--- START RECORDS SUPPLIED ---

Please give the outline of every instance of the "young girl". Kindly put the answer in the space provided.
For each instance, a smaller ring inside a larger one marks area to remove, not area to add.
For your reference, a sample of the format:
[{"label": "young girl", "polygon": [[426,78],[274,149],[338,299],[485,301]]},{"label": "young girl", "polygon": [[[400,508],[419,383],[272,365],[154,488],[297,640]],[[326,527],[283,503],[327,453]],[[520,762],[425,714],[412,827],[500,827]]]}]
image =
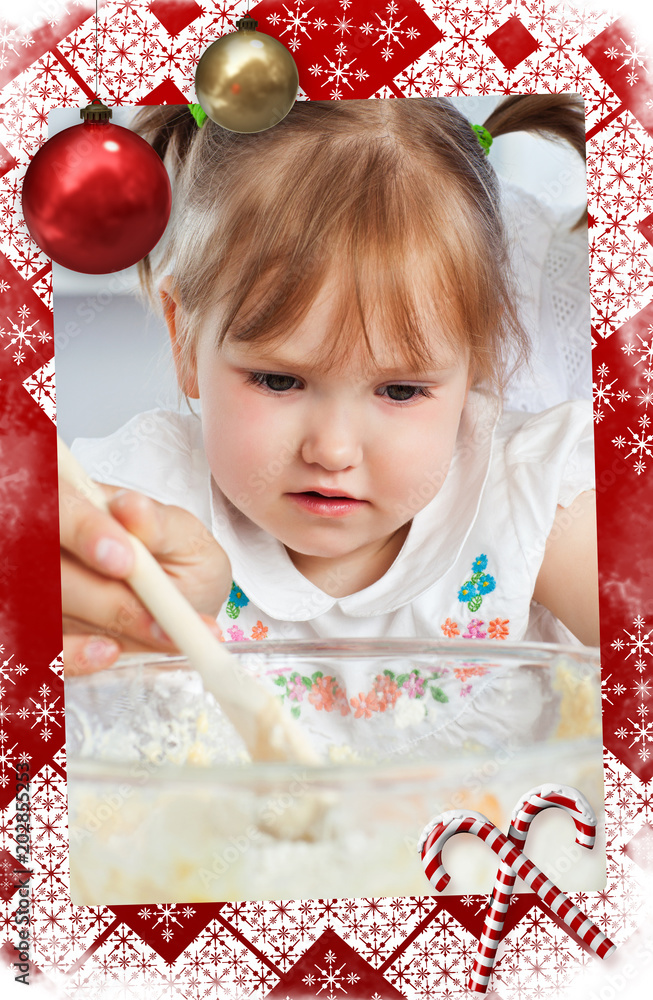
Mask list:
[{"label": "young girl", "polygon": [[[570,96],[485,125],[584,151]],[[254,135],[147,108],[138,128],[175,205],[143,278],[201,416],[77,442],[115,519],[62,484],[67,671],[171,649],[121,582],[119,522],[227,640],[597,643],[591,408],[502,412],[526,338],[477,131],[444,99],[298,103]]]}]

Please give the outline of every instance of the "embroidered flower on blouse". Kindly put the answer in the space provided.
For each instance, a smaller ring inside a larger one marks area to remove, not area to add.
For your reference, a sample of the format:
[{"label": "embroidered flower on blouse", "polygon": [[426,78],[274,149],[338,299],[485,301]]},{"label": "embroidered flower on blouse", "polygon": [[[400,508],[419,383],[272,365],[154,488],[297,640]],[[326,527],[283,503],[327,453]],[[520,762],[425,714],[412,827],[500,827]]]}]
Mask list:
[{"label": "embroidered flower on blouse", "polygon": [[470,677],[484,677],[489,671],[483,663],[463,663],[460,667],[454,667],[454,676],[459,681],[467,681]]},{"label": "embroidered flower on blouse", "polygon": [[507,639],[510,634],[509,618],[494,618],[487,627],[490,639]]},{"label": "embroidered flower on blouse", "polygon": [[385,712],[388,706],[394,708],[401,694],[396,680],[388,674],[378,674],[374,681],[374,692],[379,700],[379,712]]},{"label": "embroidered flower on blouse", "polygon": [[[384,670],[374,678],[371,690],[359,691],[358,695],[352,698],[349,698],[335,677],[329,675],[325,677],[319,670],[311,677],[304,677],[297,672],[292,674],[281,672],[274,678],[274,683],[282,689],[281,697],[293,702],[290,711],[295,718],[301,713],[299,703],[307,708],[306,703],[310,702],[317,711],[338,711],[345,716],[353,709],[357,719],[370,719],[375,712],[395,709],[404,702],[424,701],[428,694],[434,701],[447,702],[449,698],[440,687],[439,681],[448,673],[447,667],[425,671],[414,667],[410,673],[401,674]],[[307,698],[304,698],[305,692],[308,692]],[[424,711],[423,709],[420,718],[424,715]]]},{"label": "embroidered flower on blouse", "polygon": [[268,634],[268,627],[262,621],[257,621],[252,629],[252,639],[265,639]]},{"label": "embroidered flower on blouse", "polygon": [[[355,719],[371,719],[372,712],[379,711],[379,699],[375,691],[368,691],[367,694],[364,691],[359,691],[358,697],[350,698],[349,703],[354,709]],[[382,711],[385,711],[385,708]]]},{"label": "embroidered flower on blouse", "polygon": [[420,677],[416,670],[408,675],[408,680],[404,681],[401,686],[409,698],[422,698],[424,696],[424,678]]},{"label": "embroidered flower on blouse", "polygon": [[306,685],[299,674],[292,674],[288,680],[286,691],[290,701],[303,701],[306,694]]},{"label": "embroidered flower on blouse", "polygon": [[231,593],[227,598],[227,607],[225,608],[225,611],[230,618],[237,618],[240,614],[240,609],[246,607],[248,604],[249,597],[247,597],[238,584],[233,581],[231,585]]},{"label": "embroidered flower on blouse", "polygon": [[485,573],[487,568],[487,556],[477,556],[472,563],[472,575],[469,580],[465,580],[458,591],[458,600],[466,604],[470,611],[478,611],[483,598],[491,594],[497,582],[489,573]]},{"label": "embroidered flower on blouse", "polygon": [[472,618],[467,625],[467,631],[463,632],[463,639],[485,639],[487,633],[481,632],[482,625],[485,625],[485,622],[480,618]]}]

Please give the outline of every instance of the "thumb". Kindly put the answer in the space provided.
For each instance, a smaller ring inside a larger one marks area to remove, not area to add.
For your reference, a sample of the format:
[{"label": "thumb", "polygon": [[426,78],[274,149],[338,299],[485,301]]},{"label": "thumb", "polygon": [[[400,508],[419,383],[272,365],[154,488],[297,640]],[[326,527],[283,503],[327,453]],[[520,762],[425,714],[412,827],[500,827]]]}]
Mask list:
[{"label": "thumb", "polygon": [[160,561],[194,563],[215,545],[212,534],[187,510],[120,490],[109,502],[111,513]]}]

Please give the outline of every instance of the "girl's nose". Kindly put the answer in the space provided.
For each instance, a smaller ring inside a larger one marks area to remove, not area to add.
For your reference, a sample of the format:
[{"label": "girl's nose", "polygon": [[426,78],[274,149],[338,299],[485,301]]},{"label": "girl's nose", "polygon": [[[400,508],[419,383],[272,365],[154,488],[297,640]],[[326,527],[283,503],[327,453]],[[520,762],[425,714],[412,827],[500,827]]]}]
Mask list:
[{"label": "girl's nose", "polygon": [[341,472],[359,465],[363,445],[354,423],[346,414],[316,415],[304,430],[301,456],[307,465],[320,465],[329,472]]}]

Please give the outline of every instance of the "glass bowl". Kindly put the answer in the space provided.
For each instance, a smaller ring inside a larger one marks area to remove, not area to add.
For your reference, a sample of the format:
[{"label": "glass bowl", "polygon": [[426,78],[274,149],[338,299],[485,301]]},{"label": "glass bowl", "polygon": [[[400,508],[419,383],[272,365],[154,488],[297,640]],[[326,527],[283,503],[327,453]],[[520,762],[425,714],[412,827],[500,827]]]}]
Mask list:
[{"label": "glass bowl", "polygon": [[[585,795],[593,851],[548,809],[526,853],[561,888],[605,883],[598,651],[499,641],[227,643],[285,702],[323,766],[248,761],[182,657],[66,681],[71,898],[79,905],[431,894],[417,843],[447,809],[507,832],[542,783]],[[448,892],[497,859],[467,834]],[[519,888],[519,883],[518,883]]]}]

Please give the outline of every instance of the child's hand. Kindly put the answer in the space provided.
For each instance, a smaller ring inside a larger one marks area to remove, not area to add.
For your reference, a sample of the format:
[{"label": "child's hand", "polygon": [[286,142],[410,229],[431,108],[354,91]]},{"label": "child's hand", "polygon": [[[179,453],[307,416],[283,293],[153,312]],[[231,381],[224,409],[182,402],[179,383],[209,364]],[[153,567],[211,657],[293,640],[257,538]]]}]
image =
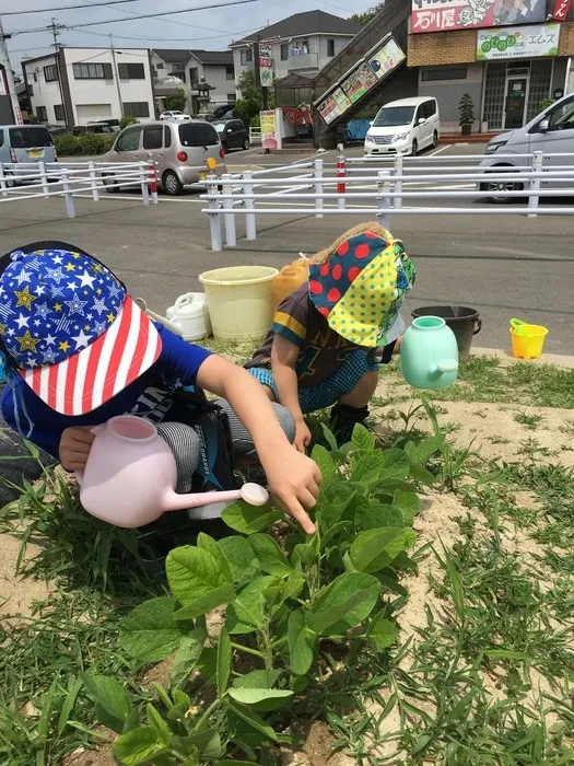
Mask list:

--- END RECORDS SUPPLIED ---

Every line from the one containing "Please give the outline of every instance of the child's" through the end of the data above should be copied exactly; nothing else is copied, and pictures are omitted.

Please give the outline of every instance of the child's hand. Kindly put the answer in the space provided.
For each instance, a smaller ring inside a larger one marks area to remove, not area to add.
For your reference, a sample of the format:
[{"label": "child's hand", "polygon": [[286,142],[410,229],[431,108],[354,91]]},{"label": "child's hand", "polygon": [[[179,453],[307,416],[283,293],[153,312]],[[231,381],[224,409],[182,402],[179,383],[209,364]],[[153,567],[211,657],[293,640],[257,538]]]}]
image =
Mask list:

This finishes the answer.